[start]

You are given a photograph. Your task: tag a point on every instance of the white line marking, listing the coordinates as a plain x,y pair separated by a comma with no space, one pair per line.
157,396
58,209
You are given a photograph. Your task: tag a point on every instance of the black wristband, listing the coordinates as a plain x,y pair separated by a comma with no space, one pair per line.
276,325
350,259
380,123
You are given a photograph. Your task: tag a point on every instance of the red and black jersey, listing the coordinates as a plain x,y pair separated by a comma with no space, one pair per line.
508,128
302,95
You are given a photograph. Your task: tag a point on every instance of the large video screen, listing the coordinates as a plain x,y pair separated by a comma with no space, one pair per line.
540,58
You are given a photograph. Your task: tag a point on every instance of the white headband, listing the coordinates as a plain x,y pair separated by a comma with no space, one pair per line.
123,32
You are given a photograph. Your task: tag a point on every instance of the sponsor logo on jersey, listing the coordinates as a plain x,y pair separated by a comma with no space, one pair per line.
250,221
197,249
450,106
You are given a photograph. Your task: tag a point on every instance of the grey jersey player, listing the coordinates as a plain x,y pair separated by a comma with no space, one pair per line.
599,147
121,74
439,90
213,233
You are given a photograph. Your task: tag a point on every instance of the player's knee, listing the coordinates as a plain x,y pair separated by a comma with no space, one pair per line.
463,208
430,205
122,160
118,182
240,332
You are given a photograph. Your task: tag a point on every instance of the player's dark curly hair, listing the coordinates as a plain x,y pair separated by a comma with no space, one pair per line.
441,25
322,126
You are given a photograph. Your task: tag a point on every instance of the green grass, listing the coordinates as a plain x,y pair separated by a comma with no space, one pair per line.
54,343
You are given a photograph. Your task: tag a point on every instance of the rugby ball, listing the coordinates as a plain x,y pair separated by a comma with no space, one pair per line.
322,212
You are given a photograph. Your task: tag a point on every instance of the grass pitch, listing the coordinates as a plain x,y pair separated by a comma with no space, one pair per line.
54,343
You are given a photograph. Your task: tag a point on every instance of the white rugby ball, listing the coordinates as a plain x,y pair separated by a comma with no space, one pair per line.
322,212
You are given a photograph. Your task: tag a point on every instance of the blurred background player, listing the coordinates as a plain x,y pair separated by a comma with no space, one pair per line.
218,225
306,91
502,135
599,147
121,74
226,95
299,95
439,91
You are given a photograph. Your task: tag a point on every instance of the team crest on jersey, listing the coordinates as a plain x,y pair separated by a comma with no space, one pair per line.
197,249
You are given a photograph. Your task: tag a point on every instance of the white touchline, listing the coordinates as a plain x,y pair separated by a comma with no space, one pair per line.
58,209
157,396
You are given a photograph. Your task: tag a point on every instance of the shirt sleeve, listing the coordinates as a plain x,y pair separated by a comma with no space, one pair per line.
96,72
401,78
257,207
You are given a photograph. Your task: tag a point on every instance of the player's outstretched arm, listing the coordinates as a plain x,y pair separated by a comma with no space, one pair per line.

[end]
[start]

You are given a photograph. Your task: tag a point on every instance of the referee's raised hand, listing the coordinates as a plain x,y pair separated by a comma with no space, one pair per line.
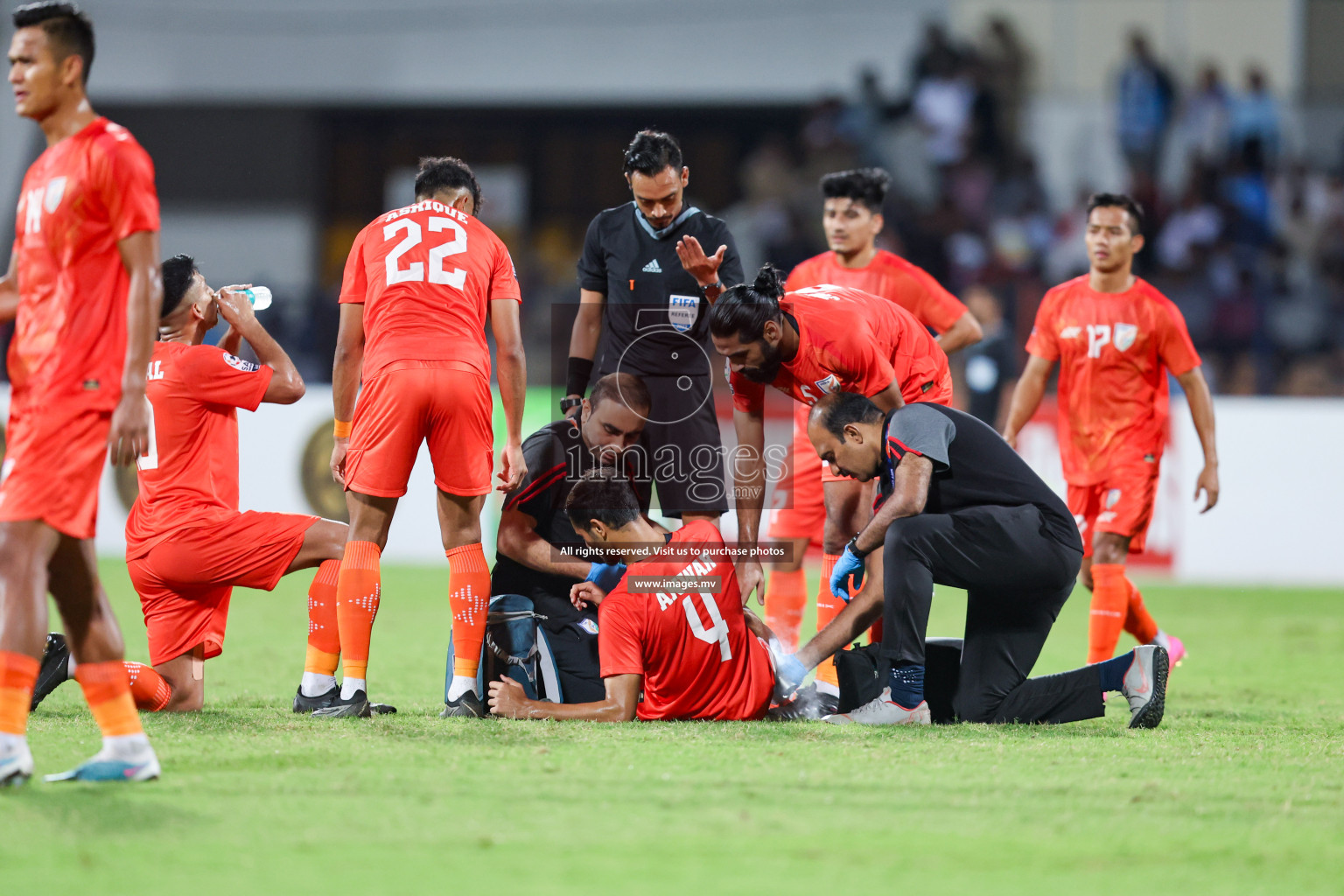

[end]
[start]

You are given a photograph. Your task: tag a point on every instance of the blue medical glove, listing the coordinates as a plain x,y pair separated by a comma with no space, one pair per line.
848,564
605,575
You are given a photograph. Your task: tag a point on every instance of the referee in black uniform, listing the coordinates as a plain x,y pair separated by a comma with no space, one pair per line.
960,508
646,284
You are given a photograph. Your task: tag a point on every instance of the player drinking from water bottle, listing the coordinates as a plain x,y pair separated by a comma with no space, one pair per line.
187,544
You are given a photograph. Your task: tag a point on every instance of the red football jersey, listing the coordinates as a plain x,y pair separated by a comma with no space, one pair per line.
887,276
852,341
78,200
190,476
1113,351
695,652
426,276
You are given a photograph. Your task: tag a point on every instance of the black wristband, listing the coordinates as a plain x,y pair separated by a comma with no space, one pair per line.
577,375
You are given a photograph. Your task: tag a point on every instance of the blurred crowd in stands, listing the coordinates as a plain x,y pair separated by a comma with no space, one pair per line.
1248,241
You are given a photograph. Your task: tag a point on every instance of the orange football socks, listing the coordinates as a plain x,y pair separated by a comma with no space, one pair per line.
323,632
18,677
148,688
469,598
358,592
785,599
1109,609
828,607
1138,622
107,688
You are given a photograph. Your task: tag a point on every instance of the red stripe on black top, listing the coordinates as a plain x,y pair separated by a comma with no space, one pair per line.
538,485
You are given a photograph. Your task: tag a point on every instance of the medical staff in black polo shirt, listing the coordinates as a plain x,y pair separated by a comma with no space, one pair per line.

[end]

What is asked
Render the stretch of rows from the line containing "of the shirt" through the line containing "the player's outstretched" as a numbered list, omitting any blank lines.

Task response
1. You are given a photograph. Your task: tag a point on every instance of the shirt sleeve, listing the coordinates as a plain x,y pair separated by a comma with no space, one pair per line.
2. 96,72
3. 401,78
4. 257,207
5. You are given a photograph. Your task: tag a point on every instance of the player's outstretched arm, listing the coordinates as a plain x,y pair separated by a comma with no space, one pair per line.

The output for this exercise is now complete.